=== Section Start ===

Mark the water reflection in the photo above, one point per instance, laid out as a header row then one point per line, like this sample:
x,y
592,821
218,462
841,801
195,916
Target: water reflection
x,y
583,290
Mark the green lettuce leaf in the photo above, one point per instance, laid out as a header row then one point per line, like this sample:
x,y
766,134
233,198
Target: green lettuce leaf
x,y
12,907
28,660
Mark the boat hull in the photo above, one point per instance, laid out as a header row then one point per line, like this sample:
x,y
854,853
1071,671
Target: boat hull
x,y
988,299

=== Section End ===

Copy down the complete data exactly as supplied.

Mark the water reflection in the photo above, one point per instance, laid out as a header row then one point per line, like this sample:
x,y
592,821
218,462
841,801
195,916
Target: water reflection
x,y
583,290
Mark the green lettuce leaf in the photo above, one point per instance, laid out as a header row then one point per line, like this sample:
x,y
766,134
233,198
Target: green lettuce leaf
x,y
12,907
28,660
Mark the boat hull in the photo above, one point per instance, laid out as a header row then one point per line, like this sample:
x,y
854,853
1071,671
Target: boat hull
x,y
988,299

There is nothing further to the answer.